= Document excerpt =
==*==

Our operating results for the third quarter reflect strong performance across our three core operating areas as we position our business for success in a lower commodity price environment. In the Eagle Ford, enhanced completions continue to drive strong well performance. In Peace River, we drilled our first well on the recently acquired acreage with results exceeding our budget expectation. In Lloydminster, our drilling program continues to generate impressive results.

Production averaged 69,310 boe/d (80% oil and NGL) in Q3/2017, as compared to 72,812 boe/d (79% oil and NGL) in Q2/2017.  Production in the first nine months of 2017 averaged 70,473 boe/d. During the third quarter, exploration and development capital expenditures totaled $61.5 million and we participated in the drilling of 50 (15.3 net) wells with a 100% success rate.

We employ a flexible approach to prudently manage our capital program as we target exploration and development capital expenditures at a level that approximates our FFO. In the first nine months of 2017, exploration and development capital expenditures totaled $236.1 million, as compared to FFO of $241.8 million.

As previously disclosed, due to Hurricane Harvey, on August 25, 2017 our Eagle Ford operations were shut-in and drilling and completion operations were suspended. With very little damage to production facilities on Baytex lands, production in the Eagle Ford steadily increased as market access improved and production was restored to pre-hurricane levels by mid-September. Due to flush production from well restarts in September, we estimate downtime in the third quarter of approximately 1,500 boe/d, as compared to our prior estimate of 2,500 boe/d.

==*==

Entries from an annotation dataset:

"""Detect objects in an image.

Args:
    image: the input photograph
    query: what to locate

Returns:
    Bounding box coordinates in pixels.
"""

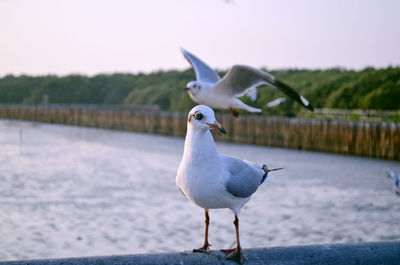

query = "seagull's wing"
[181,48,221,84]
[222,155,265,198]
[214,65,314,110]
[265,98,286,108]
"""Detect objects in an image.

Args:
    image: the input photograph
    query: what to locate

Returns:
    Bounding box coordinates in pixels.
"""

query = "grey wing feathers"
[214,65,273,96]
[181,48,221,84]
[222,156,264,198]
[214,65,314,110]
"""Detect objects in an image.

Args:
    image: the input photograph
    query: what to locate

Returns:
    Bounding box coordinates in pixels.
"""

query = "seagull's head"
[183,81,203,95]
[188,105,226,134]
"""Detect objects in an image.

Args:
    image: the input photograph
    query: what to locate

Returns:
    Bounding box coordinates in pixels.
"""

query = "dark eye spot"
[193,111,203,120]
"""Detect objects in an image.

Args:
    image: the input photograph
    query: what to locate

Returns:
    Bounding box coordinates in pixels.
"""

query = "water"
[0,120,400,260]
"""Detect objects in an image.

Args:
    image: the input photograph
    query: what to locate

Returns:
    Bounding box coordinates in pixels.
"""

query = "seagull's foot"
[229,108,239,118]
[193,243,211,253]
[221,248,244,264]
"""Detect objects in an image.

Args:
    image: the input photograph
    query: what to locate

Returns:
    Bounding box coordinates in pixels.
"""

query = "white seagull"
[387,169,400,196]
[265,98,286,108]
[176,105,281,263]
[181,48,313,117]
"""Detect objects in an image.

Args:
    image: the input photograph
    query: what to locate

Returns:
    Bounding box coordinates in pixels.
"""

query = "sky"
[0,0,400,76]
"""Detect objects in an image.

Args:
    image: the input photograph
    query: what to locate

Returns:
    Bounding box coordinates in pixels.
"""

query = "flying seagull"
[265,98,286,108]
[181,48,313,117]
[176,105,281,263]
[387,169,400,196]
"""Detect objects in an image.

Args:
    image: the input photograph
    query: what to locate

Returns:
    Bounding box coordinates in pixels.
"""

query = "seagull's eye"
[193,111,203,120]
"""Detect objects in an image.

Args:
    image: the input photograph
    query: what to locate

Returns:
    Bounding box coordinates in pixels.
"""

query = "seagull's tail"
[260,165,283,185]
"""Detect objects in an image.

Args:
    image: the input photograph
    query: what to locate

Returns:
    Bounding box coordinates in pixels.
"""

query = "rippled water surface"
[0,120,400,260]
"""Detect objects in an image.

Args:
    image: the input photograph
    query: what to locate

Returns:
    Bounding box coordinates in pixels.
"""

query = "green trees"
[0,67,400,113]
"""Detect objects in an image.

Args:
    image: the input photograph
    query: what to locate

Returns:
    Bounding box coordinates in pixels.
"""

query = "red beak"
[208,121,226,134]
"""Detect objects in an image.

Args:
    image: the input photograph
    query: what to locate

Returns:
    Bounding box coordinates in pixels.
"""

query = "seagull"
[181,48,314,117]
[176,105,282,264]
[387,169,400,196]
[265,98,286,108]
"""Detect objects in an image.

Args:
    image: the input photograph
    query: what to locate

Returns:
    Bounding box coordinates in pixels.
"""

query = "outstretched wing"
[222,155,265,198]
[181,48,221,84]
[214,65,314,111]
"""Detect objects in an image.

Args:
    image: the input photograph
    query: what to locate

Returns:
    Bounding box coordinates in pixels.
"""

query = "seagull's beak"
[208,121,226,134]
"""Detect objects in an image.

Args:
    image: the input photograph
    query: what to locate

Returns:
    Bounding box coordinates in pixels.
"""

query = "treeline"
[0,67,400,116]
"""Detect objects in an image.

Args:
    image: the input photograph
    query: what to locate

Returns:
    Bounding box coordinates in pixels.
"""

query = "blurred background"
[0,0,400,260]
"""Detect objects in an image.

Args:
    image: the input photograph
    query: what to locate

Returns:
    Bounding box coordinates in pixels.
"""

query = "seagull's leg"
[221,214,243,264]
[229,108,239,118]
[193,210,211,253]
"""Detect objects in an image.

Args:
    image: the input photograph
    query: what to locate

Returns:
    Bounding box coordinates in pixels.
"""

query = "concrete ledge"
[0,241,400,265]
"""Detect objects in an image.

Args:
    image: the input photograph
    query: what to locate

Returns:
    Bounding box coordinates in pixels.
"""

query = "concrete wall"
[0,241,400,265]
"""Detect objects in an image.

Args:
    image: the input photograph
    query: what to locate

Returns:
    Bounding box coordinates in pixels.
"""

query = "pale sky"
[0,0,400,76]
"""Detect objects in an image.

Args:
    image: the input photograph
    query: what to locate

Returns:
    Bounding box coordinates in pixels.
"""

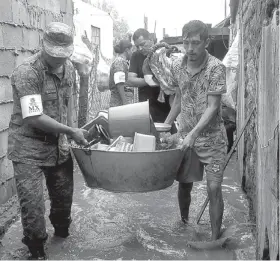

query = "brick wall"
[239,0,279,220]
[0,0,73,204]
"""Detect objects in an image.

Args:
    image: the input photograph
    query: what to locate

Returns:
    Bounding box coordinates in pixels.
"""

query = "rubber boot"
[28,245,47,260]
[54,227,69,238]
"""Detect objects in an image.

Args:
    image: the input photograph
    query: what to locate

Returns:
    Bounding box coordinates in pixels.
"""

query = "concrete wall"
[0,0,73,204]
[237,0,279,219]
[73,0,113,59]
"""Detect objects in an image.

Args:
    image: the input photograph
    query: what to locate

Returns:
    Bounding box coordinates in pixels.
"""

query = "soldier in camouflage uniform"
[8,22,88,259]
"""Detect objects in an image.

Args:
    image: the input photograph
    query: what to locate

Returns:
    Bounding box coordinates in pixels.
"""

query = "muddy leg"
[178,183,193,223]
[207,181,224,240]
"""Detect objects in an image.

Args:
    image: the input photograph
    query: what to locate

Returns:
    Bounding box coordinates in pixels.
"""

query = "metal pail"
[108,101,151,137]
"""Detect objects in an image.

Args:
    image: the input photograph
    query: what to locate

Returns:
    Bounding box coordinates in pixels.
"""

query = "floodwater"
[0,154,254,260]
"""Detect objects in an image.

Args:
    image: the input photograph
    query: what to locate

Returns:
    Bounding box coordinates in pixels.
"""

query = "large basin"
[72,147,183,192]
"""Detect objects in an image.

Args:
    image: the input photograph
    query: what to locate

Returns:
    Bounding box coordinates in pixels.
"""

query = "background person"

==*==

= Goals =
**A.** Translate this sentence from the third-quarter report into Spanish: "In Lloydminster, our drilling program continues to generate impressive results."
**B.** Summarize the third-quarter report in two sentences.

= Replies =
**A.** En Lloydminster, nuestro programa de perforación sigue generando resultados impresionantes.

**B.** Production averaged 69,310 boe/d in Q3/2017, compared with 72,812 boe/d in Q2/2017, and the quarter showed strong performance across the Eagle Ford, Peace River, and Lloydminster operating areas. Eagle Ford operations were shut in on August 25, 2017 due to Hurricane Harvey, but production there was restored to pre-hurricane levels by mid-September, with third-quarter downtime estimated at approximately 1,500 boe/d.